[Requirement] Write down, unchanged, the entries from the first line through the line holding "Reviewer note: verify that every instance of the bed". Include no other line.
(Exercise input Opens)
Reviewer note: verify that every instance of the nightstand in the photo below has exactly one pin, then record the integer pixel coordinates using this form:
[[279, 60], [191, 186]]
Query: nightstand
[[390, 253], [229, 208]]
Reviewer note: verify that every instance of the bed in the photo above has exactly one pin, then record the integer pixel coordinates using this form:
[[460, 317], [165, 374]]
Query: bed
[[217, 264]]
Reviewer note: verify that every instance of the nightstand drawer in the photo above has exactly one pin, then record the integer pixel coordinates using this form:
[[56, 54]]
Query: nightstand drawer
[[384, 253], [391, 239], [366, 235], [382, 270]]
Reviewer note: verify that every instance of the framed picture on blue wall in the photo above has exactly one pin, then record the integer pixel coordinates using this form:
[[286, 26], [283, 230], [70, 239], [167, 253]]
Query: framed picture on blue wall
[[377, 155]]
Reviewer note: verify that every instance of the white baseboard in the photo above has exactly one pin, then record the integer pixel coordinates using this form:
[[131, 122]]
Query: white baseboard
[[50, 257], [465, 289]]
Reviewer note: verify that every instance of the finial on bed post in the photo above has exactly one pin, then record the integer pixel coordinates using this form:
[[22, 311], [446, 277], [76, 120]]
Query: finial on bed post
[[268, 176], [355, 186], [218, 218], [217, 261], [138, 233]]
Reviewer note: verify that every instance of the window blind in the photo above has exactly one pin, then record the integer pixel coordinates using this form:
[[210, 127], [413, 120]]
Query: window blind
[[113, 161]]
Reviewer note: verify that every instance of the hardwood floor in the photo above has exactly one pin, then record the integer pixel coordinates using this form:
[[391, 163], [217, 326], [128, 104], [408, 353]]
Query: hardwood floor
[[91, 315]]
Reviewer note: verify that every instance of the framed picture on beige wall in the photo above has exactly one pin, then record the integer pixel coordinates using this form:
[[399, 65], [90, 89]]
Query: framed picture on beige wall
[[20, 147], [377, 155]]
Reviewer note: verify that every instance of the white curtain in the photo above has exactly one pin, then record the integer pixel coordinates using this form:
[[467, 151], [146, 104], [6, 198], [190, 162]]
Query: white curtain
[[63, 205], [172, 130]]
(Exercise input Closes)
[Output for this task]
Reviewer note: verify that every instance of the nightstand in the photo below has exactly one pin, then record the integer pixel coordinates using this form:
[[279, 60], [191, 186]]
Query: nightstand
[[390, 253], [229, 208]]
Reviewer note: verify that every instance of the bed in the photo above has exactly one pin, then record the integer pixel coordinates using this form:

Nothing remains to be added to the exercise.